Section 6.  Administration
 
     The Plan shall be administered by the C&P Committee. The C&P Committee in
its sole discretion shall make such rules, interpretations and computations as
it may deem appropriate. Any decision of the C&P Committee with respect to the
Plan, including (without limitation) any determination of eligibility to receive
an Award and any calculation of the amount of an Award shall be conclusive and
binding on all persons.
 
Section 7.  Amendment and Termination
 
     The C&P Committee may amend or terminate the Plan at any time, to be
effective at such date as the C&P Committee designates. Any amendment or
termination may affect present and future Eligible Employees. The Corporation's
Vice President -- Human Resources & corporate Services, with the approval of the
Senior Vice President -- Legal and External Affairs and Secretary, shall be
authorized to make minor or administrative changes to the Plan.
 
Section 8.  General Provisions
 
     (a) Stock Splits, Etc.  In the event of any change in the outstanding
shares of capital stock of the Corporation by reason of any stock dividend or
split, recapitalization, merger, spinoff, consolidation, combination or exchange
of shares or other similar corporate change, the Board shall make such
adjustments as it deems appropriate to the performance criteria for any Award
Year not yet completed. Any such adjustments, once adopted by the Board, shall
be conclusive and binding on all persons.
 
     (b) Incompetence.  If, in the opinion of the C&P Committee, an individual
becomes unable to handle properly any amounts payable to such individual under
the Plan, then the C&P Committee may make such arrangements for payment on such
individual's behalf as it determines will be beneficial to such individual,
including (without limitation) payment to such individual's guardian,
conservator, spouse, parent or dependent.
 
     (c) No Employment Rights.  Nothing in the Plan shall be deemed to give any
individual any right to remain in the employ of the Corporation or any
Participating Entity. The Corporation and Participating Entities reserve the
right to terminate any individual's employment at any time, with or without
cause.
 
     (d) Choice of Law.  The validity, interpretation, construction and
performance of the Plan shall be governed under the laws of the State of
California.
 
Section 9.  Definitions
 
     (a) "Accrued Award" means the amount of an Award that has been determined
and is payable.
 
     (b) "Active Service" means each day on which an individual is actively at
work as a common-law employee of the Corporation, a Participating Entity or any
member of the Corporation's Controlled Group and each day on which such
individual is absent from such active work but is entitled to payment on account
of vacation, holiday or jury duty.
 
     (c) "Award" means an award under the Plan.
 
     (d) "Award Year" means the calendar year or, if different, the
Corporation's fiscal year.
 
     (e) "Base Pay" means an Eligible Employee's base rate of annual salary or
wages, without reduction for deferrals made under any plans or programs of the
Controlled Group.

◇ ◇ ◇ ◇ ◇ ◇ ◇

What the task requires:
From the plan text, copy word for word everything from "(c) No Employment" up to and including "and is payable.".

[Some rows]
◇ ◇ ◇ ◇ ◇ ◇ ◇

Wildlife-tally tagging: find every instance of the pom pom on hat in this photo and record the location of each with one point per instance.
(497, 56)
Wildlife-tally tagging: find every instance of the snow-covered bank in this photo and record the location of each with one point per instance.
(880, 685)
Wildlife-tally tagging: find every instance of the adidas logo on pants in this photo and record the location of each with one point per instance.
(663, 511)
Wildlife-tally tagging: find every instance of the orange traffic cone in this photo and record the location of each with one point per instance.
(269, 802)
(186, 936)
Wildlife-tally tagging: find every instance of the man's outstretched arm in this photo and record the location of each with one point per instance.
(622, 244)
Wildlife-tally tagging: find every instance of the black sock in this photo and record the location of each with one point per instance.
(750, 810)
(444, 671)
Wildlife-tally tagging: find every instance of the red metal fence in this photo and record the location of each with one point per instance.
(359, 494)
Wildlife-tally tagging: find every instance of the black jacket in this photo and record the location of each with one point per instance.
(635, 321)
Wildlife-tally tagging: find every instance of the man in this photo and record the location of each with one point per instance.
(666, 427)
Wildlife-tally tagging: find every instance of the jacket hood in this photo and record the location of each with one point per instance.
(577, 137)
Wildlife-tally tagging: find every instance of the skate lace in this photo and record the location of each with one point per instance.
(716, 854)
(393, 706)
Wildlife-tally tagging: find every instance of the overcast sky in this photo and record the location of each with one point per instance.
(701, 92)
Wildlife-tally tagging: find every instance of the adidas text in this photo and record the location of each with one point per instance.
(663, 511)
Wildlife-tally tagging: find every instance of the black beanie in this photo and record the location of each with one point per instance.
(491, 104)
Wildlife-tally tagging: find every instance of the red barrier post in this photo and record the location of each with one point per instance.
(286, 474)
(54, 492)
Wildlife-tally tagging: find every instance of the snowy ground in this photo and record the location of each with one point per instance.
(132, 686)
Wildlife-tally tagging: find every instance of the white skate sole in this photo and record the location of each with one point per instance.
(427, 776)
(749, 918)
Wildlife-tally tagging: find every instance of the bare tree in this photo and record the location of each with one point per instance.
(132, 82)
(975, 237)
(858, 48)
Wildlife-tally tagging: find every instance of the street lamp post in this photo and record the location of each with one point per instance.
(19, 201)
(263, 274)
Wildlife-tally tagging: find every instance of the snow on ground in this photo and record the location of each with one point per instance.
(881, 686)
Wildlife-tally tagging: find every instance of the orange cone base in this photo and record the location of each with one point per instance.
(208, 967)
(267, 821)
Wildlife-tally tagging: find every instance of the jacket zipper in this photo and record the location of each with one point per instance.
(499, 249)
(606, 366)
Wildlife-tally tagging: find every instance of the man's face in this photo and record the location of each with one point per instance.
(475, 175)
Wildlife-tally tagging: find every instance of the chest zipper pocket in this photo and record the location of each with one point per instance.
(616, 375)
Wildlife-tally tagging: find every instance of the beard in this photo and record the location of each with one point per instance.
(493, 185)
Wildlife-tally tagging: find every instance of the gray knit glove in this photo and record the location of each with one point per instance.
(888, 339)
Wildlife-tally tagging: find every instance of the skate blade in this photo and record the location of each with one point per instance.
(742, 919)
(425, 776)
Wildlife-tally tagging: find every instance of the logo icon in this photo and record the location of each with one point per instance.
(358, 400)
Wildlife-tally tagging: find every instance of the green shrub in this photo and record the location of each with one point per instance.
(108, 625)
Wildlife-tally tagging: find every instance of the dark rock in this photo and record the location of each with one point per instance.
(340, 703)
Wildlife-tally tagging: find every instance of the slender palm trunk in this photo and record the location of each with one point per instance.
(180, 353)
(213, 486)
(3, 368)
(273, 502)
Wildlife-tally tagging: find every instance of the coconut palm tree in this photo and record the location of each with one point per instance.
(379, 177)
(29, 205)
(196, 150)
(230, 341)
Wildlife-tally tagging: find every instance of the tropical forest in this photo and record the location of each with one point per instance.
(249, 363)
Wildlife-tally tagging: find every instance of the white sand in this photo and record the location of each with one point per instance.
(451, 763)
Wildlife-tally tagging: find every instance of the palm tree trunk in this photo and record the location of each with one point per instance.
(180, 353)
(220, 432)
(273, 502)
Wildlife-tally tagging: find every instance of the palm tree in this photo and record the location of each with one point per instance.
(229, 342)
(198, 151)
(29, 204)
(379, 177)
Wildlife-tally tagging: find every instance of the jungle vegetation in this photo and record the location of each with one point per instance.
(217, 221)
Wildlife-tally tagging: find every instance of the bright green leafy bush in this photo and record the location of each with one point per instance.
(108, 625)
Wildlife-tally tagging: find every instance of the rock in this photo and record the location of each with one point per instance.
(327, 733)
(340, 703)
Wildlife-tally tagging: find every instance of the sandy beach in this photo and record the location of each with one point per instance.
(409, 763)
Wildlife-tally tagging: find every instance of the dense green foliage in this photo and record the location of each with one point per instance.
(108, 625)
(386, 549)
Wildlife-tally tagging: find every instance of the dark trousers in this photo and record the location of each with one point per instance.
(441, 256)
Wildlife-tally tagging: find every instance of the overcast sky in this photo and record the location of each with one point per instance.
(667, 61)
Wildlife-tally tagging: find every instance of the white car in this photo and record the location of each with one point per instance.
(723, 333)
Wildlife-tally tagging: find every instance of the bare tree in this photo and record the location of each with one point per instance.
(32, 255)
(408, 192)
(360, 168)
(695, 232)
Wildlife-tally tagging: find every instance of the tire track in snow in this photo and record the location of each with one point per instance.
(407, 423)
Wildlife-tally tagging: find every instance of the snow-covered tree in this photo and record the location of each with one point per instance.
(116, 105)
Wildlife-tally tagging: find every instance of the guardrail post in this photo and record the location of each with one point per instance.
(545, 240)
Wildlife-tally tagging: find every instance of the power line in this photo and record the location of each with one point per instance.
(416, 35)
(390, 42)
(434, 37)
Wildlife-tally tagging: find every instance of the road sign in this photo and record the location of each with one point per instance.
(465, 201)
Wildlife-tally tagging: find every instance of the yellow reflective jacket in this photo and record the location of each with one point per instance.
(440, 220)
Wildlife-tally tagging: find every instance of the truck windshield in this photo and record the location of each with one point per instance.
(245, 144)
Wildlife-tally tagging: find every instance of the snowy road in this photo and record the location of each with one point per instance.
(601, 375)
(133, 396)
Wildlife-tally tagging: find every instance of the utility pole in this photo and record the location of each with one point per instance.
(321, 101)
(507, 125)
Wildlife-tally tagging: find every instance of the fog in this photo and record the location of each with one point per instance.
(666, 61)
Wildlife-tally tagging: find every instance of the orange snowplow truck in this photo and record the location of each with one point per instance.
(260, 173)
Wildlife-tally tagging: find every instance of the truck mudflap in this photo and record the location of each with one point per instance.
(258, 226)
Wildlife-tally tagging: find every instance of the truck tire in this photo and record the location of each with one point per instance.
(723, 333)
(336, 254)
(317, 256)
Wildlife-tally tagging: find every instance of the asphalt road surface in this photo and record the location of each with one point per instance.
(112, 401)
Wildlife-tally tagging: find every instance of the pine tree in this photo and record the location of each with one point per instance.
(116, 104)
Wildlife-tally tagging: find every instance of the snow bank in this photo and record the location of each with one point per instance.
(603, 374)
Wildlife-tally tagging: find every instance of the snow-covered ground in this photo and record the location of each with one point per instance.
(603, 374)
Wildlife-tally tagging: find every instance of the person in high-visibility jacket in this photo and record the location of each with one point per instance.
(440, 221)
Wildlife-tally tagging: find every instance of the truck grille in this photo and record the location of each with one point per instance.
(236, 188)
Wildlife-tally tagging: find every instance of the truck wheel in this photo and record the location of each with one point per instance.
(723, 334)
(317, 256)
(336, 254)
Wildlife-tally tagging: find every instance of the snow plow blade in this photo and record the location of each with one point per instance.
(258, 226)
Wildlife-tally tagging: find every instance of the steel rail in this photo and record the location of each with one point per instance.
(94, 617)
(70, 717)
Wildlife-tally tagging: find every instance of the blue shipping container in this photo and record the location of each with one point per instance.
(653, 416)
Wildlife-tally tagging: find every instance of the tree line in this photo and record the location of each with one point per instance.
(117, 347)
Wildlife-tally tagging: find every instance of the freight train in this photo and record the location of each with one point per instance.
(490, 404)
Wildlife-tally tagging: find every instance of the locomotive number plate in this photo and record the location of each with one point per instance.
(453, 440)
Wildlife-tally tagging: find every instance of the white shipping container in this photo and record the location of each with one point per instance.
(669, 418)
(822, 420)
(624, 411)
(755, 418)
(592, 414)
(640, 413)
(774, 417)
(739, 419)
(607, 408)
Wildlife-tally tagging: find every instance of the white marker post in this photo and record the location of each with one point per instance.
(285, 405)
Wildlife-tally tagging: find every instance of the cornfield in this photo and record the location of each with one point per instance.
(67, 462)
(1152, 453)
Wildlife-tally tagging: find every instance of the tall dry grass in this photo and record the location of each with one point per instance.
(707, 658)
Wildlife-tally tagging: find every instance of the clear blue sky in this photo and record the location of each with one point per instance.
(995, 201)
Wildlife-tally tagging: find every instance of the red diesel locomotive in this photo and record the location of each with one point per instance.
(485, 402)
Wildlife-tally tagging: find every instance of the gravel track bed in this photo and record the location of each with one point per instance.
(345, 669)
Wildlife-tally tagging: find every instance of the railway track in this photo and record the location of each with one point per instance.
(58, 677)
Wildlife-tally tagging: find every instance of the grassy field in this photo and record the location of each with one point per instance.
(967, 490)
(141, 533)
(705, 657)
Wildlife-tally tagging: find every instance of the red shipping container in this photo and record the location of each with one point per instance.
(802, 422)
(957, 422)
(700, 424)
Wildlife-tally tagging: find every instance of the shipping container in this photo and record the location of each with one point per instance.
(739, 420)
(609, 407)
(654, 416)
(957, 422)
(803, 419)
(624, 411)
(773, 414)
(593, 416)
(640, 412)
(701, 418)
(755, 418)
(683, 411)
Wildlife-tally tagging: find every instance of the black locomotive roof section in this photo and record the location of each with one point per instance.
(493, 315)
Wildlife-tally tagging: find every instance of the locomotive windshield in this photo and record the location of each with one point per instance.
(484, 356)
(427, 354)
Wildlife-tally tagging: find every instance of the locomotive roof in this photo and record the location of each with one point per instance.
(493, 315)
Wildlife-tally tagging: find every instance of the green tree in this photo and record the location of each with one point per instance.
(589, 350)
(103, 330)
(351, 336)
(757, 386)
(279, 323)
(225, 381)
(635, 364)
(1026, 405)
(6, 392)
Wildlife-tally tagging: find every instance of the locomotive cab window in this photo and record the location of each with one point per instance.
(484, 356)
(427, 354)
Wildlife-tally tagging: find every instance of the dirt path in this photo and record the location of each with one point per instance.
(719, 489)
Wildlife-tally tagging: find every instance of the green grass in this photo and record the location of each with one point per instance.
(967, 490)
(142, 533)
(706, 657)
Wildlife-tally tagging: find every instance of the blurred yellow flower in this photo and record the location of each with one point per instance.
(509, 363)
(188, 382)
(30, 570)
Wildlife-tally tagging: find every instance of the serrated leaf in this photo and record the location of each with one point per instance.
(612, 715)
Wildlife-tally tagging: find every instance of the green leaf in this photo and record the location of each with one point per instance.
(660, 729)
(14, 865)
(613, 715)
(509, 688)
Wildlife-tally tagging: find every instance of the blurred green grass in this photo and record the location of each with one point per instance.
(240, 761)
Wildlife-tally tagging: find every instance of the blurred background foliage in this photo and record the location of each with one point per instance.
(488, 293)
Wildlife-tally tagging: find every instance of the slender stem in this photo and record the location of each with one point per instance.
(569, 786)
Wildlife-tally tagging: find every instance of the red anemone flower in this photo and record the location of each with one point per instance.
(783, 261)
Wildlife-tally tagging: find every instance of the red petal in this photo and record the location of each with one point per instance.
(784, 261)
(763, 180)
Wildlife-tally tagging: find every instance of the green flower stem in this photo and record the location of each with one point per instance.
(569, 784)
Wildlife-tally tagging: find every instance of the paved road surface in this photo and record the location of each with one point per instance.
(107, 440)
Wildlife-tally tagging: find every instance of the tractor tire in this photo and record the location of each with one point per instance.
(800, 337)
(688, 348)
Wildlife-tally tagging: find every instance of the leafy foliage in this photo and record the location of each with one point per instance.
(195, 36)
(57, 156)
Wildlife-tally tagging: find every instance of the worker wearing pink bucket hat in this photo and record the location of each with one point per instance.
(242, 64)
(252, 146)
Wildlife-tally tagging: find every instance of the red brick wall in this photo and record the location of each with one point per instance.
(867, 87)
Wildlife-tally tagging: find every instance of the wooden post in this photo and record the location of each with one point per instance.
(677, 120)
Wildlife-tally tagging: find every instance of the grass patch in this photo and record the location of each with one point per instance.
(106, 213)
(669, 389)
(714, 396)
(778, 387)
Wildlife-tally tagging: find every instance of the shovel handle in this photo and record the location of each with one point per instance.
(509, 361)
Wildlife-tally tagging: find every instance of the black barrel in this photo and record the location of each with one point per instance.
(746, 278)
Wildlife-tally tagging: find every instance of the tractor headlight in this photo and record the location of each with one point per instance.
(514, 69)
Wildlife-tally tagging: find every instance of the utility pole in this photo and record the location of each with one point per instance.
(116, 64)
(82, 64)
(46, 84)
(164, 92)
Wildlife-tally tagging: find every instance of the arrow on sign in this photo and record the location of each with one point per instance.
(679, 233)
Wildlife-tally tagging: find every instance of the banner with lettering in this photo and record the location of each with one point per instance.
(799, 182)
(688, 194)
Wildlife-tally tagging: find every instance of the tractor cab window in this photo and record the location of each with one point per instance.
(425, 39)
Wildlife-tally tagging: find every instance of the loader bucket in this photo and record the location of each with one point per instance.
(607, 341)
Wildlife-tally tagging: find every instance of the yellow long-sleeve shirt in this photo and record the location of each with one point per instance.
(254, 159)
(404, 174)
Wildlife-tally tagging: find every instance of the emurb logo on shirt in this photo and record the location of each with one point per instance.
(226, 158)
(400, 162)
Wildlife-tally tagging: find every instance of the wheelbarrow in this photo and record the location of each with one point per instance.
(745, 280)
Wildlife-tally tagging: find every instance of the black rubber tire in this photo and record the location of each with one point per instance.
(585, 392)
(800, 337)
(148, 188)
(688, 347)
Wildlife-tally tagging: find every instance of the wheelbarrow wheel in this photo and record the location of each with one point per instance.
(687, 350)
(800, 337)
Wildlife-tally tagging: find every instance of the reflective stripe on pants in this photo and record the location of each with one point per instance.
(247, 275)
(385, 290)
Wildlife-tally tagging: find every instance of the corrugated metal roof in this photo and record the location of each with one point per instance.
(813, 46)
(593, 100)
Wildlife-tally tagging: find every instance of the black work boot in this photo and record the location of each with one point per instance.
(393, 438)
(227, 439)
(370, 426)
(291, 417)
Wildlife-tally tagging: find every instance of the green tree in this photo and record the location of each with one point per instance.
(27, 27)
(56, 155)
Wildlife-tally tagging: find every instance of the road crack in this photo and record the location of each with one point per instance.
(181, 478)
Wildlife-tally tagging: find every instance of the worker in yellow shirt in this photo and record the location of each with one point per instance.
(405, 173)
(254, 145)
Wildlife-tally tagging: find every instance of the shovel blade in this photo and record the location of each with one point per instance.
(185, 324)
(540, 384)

◇ ◇ ◇ ◇ ◇ ◇ ◇

Result of the exercise:
(c) No Employment Rights.  Nothing in the Plan shall be deemed to give any
individual any right to remain in the employ of the Corporation or any
Participating Entity. The Corporation and Participating Entities reserve the
right to terminate any individual's employment at any time, with or without
cause.
 
     (d) Choice of Law.  The validity, interpretation, construction and
performance of the Plan shall be governed under the laws of the State of
California.
 
Section 9.  Definitions
 
     (a) "Accrued Award" means the amount of an Award that has been determined
and is payable.